Pointing dataset excerpts:

● ● ● ●

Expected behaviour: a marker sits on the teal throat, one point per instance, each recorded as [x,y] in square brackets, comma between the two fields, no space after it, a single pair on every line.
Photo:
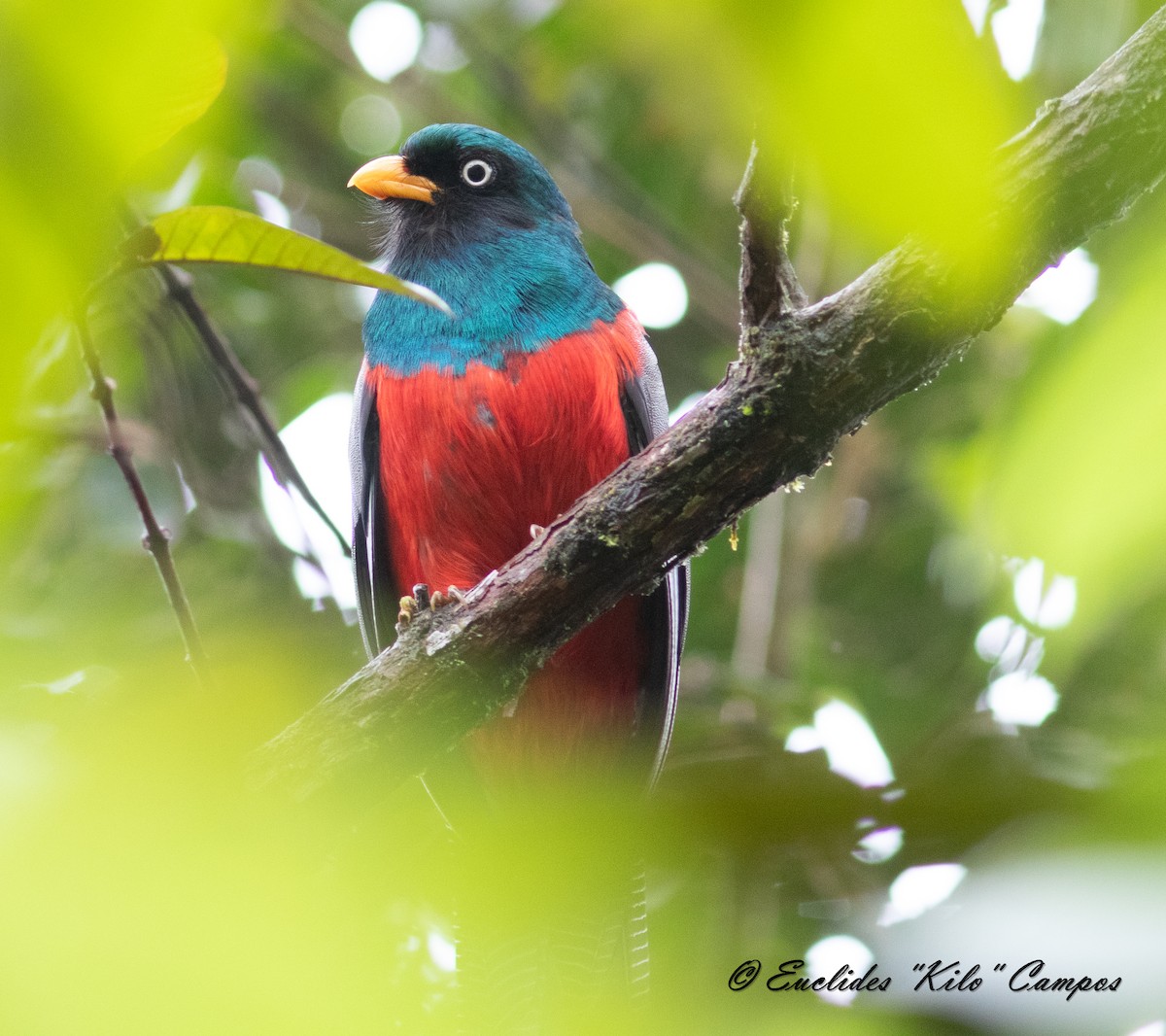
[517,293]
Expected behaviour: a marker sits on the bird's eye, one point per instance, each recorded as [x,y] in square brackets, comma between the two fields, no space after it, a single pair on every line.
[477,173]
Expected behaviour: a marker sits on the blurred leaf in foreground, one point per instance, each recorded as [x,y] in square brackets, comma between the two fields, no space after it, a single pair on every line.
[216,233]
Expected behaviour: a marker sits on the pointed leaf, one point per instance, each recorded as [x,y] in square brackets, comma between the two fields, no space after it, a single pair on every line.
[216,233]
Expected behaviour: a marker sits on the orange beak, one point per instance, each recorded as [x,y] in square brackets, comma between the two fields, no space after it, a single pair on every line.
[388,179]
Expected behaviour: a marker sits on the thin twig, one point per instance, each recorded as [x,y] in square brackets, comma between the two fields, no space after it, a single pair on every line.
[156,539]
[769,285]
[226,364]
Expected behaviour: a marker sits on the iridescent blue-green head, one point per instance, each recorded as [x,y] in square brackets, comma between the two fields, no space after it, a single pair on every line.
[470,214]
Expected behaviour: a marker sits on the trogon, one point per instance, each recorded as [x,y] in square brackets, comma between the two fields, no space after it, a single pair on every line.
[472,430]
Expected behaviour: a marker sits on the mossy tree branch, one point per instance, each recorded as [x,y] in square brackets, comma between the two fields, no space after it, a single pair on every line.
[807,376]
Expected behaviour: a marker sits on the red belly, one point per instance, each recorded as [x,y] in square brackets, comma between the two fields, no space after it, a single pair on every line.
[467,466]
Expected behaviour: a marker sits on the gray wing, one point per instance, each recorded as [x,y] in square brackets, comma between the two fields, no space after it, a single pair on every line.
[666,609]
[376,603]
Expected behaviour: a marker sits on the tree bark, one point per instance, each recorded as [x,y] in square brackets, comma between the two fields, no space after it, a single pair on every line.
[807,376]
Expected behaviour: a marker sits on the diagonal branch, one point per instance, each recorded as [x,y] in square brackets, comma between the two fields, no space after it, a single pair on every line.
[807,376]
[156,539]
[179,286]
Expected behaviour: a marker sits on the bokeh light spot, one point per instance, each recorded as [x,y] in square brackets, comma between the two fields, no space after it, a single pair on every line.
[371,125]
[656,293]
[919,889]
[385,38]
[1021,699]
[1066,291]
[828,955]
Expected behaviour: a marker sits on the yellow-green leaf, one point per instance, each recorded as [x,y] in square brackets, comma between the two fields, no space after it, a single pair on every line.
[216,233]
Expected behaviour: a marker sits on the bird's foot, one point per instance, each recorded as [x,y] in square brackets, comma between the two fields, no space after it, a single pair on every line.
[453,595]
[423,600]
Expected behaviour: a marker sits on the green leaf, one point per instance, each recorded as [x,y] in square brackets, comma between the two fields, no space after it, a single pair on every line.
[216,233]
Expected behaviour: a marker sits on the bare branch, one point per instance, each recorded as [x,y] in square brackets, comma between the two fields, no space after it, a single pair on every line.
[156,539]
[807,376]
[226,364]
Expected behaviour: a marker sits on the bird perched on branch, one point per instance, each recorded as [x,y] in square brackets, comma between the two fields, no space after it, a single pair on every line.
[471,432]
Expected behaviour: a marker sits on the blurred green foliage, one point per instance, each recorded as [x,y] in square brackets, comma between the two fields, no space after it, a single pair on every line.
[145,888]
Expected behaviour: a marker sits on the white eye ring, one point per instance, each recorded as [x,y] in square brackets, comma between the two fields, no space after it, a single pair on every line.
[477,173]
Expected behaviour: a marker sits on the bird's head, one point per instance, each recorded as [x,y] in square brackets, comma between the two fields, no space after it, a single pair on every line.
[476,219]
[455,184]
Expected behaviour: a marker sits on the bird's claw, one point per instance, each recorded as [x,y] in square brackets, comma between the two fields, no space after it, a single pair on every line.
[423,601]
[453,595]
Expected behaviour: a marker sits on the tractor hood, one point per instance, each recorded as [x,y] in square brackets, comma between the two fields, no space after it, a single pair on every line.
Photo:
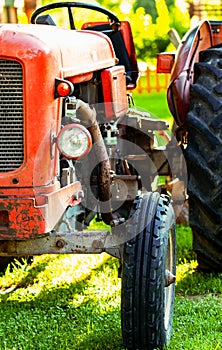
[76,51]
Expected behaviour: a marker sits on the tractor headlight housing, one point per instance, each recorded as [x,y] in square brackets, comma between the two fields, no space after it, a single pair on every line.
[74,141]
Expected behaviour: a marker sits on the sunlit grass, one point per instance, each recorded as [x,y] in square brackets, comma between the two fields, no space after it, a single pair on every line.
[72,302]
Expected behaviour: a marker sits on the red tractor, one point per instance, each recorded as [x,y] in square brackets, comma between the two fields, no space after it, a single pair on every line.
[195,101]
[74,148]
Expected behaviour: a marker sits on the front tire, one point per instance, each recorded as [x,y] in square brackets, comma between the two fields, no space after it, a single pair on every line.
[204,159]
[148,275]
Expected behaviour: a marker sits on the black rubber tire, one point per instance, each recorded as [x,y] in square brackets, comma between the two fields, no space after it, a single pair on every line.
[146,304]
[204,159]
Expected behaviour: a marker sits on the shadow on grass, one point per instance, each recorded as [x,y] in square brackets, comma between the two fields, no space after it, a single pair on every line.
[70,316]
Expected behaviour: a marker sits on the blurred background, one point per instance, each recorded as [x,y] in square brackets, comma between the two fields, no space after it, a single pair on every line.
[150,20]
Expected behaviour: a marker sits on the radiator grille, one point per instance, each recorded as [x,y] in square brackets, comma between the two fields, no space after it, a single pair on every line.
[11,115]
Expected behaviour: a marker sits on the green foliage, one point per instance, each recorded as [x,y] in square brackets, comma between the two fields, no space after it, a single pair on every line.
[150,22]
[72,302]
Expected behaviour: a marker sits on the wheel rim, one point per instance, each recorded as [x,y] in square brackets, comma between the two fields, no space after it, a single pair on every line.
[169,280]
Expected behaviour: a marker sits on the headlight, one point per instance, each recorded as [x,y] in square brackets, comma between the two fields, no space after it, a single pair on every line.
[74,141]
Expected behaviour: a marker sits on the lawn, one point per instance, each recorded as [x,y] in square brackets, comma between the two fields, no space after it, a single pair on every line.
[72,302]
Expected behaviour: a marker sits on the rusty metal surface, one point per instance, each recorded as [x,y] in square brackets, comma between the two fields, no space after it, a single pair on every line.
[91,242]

● ● ● ●

> STATED TASK
Replace "marker" with "dot" everywhere in the listing above and reproduce it with every other line unchanged. Omit the picture lines from your output.

> ANSWER TO THE EXERCISE
Expected behaviour: a dot sits on the teal throat, one point per instance, each recorded as [x,y] in square brackets, comma between the two fields, no space after it, a single pair on every line.
Photo:
[517,293]
Expected behaviour: a dot sits on the bird's eye, one point per instance, each recorded as [x,y] in square brackets, comma between the two fields, no space after it, a single pair on every line.
[477,173]
Expected behaviour: a dot sits on the blurred leaf in foreground, one point per instance, each recorded as [x,y] in square brackets, comma between the two fields, no space after it, a single pair on every line.
[216,233]
Expected behaviour: a dot sits on the pointed leaf, one point per instance, each recorded as [x,y] in square brackets, comma between the two fields, no space after it, a single pair on every line.
[216,233]
Expected behaviour: a dot sits on the orange beak, one point per instance, each recorded as [x,y] in square brackets, comma between the two fields, no space after it, a single pair on every line.
[388,179]
Expected behaviour: a dot sits on the thin twig, one point per instance, each recorded as [x,y] in square brackets, comma between the two fields, no space after it, a single pair on every line.
[156,539]
[769,285]
[226,364]
Expected behaviour: a dot sits on the iridescent blue-green head, one point per instance, each recorded as [x,y] in square brackets, comma between the two fields, no space after it, a single pair on every line.
[470,214]
Expected behaviour: a dot sits on the trogon, one point per instance, each recorded as [x,y] in square brackets, comma between the two fields, no space after it, a single pair on every line.
[472,430]
Expected behaviour: a dot sits on the mossy tree branch, one point per instance, each recorded as [x,y] in square brackets, comma between the two fields, no space after it, a single pair on every line.
[807,376]
Expected behaviour: a dot sits on the red belly, one point per instance, each recorded as [x,y] in square brackets, comma between the two fields, no space after it, a single pair on every line.
[467,466]
Expected behaviour: a dot sits on the gray wing, one point per instance, each recorded as [x,y] in square brackets, comma between the two fields, no space after it, a single pair on every line.
[666,609]
[376,603]
Expected behaviour: a dot sits on the tree bark, one point per instance, each recorded as [x,y] in square brackets, comma between the two fields, no space after it, a single pair on every line.
[807,376]
Expected behaviour: a dot sits on the diagonal branch, one point per instance, each recorded as [x,y] in square brackets, comma between the two fields, no space after it, a single pair on every line.
[807,376]
[156,539]
[179,286]
Expected behaviour: a dot sits on the bokeh light spot, one point per instance, each recorded as [x,y] in square brackets, comma between the two fields, no space after it, a single pair on every line.
[371,125]
[656,293]
[919,889]
[385,38]
[1021,699]
[1066,291]
[828,955]
Expected behaviour: a dot sits on the yellow-green leaf, one point per instance, each recorded as [x,y] in square brackets, comma between the two fields, no space after it, a single pair on every line.
[216,233]
Expected behaviour: a dot sits on the bird's foot, one point per instance, each recorded as [x,y] in square brackets, comma between the two fields, no space after it, a single pair on every line.
[453,595]
[423,600]
Expected behaviour: a dot sits on the green leaf, one point per instance, each recorded as [x,y] in square brackets, comma between the two fields, no space after it, a single pair on every line.
[216,233]
Expected behaviour: a dot sits on the bare branch, one point per instance, each recorded as [x,y] in square brackets, comma between the two fields, no space after it, a single pair on every line.
[156,539]
[807,376]
[226,364]
Expected behaviour: a dot sits on the bird perched on branch, one point per instance, each recorded as [x,y] in square brackets, comma between the two fields, no space after it, a single pair on every line.
[471,432]
Expected behaviour: a dot sits on the blurred green foliage, one point per instance, each recorded as [x,y] in square brackets, comma between the two fields, no space after it, a single pair on every line.
[145,888]
Expected behaviour: a dot sits on the white eye ring, one point per instance, each recorded as [x,y] in square brackets, comma between the two fields, no space after it, a single pair on every line.
[477,173]
Expected behaviour: a dot sits on the bird's head, one point per instance, each recorded as [x,y] in square brackets, comma between the two fields, no space after it, a single pair on every line.
[476,219]
[455,184]
Expected behaviour: a dot sits on the bird's claw, one point per instance, each recorded as [x,y] in square brackets, comma between the two fields, no space after it, a single pair on every line.
[423,601]
[453,595]
Expected behaviour: a dot sits on the tractor hood, one point per instance, each recorded as [x,y] in square brackets, comma between the two fields, no space after it, a single pair on every line.
Photo:
[76,51]
Expected behaviour: a dot sits on the tractor headlight housing, one point per instance, each recorded as [x,y] in square brackets, comma between the two fields, no space after it, a single pair on every line.
[74,141]
Expected behaviour: a dot sits on the sunlit grass, one point per instance, each recorded as [x,y] in square brackets, comma between the two fields, no space after it, a single pair on every line.
[72,302]
Expected behaviour: a dot sits on the red tractor, one point per instance, each recorded as [x,y] in square brackets, comma between the two fields, no space after it, a single pair on every line.
[195,101]
[74,148]
Expected behaviour: a dot sits on the front tire, one point per instance, each recorded as [x,y] in square brackets, comma between the two fields, no space after it, a single pair on every line.
[204,159]
[148,275]
Expected behaviour: a dot sits on the black rubber tire, one point per instance, each recorded as [x,y] in square brackets, comma between the two fields, no space after it, a single pair on every line.
[146,304]
[204,159]
Expected behaviour: a dot sits on the shadow on grass, one point per instance, each recorded as [x,y] in square brackets, comma between the two fields, no space after it, a single pair on every line.
[70,316]
Expected behaviour: a dot sits on the blurred background, one point per instance, each recorded as [x,y] in square brackets, comma between the two fields, no space after it, a single pair on every line.
[150,20]
Expected behaviour: a dot sits on the radiator grille, one point per instance, each recorded as [x,y] in square brackets, comma between the two fields, no space after it, a single pair on every line.
[11,115]
Expected behaviour: a dot sits on the green foliage, one point per instance, each recorded as [x,y] in square brackets, comma between the two fields, no space after it, a single pair on every line.
[150,22]
[72,302]
Expected behaviour: a dot sits on the wheel rim, one point per instance, each recorded as [x,y] in square brackets, comma between the two fields, no space after it, a single pair on every line.
[169,280]
Expected behaviour: a dot sits on the headlight, one point per instance, each recorded as [x,y] in square brackets, comma between the two fields, no space after it, a single pair on every line.
[74,141]
Expected behaviour: a dot sits on the lawn, one point per instance, each recorded as [x,y] in square brackets, comma between the two fields, no space after it, a single pair on every line.
[72,302]
Expected behaviour: a dot sits on the rusty metal surface, one point per instance, each recorded as [x,y] in square brackets, comma between the two fields, no space after it, a single pair on every line.
[91,242]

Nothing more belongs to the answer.